▶ _DATA FOR PROCESSING_
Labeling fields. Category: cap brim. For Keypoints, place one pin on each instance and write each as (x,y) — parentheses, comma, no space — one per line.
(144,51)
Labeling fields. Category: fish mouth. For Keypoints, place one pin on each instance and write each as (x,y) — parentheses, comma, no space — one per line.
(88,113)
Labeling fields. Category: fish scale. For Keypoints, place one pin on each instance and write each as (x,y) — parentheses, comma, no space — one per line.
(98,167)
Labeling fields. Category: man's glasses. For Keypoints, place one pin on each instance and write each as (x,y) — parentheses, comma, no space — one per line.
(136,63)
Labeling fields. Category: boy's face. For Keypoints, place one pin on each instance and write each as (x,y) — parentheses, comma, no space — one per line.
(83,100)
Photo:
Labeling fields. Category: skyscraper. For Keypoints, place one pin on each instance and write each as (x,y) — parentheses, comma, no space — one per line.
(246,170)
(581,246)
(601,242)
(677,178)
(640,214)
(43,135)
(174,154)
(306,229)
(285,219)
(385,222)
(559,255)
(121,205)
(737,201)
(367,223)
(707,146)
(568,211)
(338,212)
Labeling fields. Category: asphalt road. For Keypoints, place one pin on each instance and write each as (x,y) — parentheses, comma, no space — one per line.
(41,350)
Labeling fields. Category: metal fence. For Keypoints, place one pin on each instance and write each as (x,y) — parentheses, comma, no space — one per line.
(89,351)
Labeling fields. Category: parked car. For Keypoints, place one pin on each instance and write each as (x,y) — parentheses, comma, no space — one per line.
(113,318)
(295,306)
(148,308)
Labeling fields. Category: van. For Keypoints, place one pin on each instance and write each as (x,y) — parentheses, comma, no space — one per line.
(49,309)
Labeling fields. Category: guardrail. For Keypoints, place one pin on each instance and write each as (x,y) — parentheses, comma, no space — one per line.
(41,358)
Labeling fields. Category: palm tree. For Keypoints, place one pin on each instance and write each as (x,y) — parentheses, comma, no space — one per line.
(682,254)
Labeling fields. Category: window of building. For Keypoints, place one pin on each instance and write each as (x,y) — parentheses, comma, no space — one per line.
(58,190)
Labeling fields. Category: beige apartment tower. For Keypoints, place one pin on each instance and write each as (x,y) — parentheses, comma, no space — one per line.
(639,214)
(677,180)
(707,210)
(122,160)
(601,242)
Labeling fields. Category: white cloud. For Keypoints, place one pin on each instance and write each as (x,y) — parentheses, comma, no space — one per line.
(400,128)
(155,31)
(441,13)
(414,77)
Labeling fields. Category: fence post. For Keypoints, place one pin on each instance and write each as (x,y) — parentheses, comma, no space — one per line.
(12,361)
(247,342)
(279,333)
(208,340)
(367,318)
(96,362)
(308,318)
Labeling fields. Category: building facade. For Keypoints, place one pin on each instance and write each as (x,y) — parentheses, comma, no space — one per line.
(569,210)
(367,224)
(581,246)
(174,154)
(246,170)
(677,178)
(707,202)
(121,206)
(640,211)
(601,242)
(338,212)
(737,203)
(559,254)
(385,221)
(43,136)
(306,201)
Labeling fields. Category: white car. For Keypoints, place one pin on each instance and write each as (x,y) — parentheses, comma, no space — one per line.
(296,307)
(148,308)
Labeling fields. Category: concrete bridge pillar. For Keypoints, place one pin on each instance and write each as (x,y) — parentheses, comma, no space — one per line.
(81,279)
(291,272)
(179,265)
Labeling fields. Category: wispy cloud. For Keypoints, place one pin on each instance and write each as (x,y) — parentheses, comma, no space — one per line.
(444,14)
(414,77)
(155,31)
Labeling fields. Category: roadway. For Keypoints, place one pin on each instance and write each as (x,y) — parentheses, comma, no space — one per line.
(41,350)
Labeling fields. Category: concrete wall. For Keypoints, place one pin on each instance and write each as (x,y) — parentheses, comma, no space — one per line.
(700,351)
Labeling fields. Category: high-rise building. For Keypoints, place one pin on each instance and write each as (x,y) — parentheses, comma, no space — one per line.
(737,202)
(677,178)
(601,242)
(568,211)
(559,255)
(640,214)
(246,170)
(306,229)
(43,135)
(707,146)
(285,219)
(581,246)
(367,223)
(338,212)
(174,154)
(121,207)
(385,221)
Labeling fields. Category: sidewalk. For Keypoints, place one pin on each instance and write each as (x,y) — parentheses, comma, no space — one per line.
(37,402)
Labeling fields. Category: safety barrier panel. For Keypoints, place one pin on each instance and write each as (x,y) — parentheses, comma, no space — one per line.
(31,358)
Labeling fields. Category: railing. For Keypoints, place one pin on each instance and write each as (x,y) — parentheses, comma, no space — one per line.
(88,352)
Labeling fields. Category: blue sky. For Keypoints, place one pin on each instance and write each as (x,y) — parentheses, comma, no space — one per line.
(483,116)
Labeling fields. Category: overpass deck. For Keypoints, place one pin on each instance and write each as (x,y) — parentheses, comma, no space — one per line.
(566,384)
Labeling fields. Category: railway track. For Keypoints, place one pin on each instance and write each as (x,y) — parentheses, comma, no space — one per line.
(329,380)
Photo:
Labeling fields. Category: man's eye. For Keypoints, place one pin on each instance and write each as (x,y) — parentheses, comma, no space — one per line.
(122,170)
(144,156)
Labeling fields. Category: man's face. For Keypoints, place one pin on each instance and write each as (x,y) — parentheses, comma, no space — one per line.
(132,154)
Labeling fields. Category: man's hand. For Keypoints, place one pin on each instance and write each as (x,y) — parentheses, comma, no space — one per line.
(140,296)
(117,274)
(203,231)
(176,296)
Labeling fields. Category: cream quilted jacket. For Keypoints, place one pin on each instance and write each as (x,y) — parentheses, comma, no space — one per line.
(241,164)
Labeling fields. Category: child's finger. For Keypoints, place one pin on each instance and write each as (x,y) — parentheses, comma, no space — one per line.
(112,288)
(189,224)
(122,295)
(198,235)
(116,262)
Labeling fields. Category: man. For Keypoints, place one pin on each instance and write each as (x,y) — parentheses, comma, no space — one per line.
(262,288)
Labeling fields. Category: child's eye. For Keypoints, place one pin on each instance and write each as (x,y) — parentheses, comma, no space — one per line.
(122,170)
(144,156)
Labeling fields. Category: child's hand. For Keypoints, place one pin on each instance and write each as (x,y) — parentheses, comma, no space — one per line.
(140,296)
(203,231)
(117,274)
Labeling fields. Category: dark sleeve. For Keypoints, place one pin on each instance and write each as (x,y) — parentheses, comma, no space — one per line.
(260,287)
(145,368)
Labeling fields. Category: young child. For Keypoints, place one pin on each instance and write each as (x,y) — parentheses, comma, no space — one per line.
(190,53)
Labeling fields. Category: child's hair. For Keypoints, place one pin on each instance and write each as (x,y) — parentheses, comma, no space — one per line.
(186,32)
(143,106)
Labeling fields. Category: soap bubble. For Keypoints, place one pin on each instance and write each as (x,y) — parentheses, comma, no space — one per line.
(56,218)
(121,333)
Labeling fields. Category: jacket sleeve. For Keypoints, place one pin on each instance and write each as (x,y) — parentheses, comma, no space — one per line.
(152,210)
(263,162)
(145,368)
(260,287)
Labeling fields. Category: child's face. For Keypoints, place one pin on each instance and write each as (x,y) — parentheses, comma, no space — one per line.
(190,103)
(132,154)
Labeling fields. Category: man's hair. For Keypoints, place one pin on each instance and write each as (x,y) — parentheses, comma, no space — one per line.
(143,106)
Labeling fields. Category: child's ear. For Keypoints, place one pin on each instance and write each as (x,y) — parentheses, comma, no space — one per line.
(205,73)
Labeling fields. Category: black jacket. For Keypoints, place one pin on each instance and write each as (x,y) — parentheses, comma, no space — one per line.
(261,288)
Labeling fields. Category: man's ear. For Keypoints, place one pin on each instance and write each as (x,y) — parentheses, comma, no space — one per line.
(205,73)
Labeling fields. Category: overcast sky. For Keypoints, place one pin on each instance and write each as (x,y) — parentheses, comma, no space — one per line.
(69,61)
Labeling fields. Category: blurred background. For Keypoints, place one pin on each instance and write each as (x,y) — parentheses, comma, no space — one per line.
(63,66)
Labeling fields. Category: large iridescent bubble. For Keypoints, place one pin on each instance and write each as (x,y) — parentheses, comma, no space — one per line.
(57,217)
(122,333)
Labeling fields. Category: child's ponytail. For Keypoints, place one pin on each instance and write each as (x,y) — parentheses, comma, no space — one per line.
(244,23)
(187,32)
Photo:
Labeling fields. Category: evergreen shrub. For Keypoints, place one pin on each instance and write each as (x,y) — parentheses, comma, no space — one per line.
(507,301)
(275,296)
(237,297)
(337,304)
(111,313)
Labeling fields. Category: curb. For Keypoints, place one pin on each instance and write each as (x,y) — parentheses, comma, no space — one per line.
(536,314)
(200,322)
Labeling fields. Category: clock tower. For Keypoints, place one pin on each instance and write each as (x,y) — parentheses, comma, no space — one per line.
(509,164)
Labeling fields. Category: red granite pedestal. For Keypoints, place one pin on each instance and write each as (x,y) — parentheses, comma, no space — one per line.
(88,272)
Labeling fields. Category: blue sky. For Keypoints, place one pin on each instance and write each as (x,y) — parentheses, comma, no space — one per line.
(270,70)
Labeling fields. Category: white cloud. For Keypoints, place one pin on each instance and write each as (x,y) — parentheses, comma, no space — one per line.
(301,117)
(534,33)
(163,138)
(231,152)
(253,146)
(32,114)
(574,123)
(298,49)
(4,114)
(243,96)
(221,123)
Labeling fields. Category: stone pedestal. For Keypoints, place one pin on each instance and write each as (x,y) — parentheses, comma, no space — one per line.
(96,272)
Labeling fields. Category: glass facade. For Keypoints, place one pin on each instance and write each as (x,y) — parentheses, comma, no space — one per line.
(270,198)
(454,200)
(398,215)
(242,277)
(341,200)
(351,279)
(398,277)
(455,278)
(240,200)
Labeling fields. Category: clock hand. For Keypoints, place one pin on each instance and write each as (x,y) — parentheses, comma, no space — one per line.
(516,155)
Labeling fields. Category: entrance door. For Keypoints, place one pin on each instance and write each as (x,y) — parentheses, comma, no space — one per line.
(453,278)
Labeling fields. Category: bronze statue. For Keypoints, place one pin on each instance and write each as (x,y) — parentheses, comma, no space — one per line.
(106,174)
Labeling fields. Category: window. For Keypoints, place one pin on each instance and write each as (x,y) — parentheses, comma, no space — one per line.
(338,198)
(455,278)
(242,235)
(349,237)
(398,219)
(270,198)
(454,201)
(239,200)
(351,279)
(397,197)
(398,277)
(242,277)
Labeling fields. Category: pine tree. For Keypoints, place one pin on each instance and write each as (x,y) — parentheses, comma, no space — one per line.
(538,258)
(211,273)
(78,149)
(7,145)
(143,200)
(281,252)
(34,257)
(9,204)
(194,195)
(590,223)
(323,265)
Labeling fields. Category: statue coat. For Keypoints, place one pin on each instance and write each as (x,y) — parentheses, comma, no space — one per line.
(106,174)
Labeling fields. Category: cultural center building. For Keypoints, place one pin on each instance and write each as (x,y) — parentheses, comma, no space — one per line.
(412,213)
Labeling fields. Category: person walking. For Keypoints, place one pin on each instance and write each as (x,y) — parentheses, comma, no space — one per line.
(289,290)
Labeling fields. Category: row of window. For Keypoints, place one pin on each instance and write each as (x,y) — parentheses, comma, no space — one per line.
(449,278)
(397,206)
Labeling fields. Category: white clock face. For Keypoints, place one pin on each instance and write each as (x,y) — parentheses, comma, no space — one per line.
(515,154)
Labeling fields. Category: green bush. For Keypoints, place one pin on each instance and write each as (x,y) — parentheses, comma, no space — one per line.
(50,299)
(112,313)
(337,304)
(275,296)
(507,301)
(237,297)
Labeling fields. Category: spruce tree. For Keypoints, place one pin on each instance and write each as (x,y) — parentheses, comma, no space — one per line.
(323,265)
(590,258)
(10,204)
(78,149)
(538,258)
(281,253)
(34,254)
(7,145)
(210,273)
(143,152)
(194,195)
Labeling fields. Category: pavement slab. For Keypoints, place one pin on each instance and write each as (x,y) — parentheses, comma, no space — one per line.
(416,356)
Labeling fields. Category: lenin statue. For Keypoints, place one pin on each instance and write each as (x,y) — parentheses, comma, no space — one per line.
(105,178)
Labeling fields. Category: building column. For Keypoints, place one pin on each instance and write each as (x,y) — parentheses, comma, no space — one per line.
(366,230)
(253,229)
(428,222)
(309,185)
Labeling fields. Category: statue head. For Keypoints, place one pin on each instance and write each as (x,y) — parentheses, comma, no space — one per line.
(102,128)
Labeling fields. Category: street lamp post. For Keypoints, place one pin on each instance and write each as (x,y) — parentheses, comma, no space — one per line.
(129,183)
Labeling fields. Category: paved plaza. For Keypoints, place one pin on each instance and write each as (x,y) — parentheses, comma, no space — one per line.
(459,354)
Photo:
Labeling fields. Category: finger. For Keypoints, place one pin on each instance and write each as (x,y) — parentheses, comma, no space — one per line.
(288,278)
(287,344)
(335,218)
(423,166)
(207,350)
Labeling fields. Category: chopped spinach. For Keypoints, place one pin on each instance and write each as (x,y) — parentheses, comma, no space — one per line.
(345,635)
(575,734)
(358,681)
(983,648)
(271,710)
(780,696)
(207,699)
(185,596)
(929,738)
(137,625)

▶ _WHAT THIS TASK INVOLVES_
Repeat word for word the lines running from the line containing "Labeling fields. Category: statue head." to the end of the entries above, inclusive.

▶ _WORKED SOLUTION_
Labeling fields. Category: statue head. For Keypoints, place one pin on each instance and write each as (x,y) — parentheses, comma, no space — one per line.
(102,128)
Labeling fields. Category: street lamp post. For Keypoints, place one pin on each instance and write each as (x,y) — parentheses, comma, no space — one per line.
(129,183)
Labeling fields. Category: paved plaza. For Keypoints, place one pin on each instance and write each as (x,y) — parentheses, comma, no space — one per line.
(459,354)
Photo:
Labeling fields. Category: finger. For Keypoints, place one pin on each instance and write each as (x,y) — parentheses, comma, no space — one per line.
(288,278)
(287,344)
(335,218)
(423,166)
(207,350)
Labeling fields. Category: chopped spinach. For Keypoints, place one pin on each instance and write each as (x,y) — parentheses, comma, no space — one per line.
(345,635)
(575,734)
(358,681)
(983,648)
(271,710)
(780,696)
(207,699)
(185,596)
(929,738)
(137,625)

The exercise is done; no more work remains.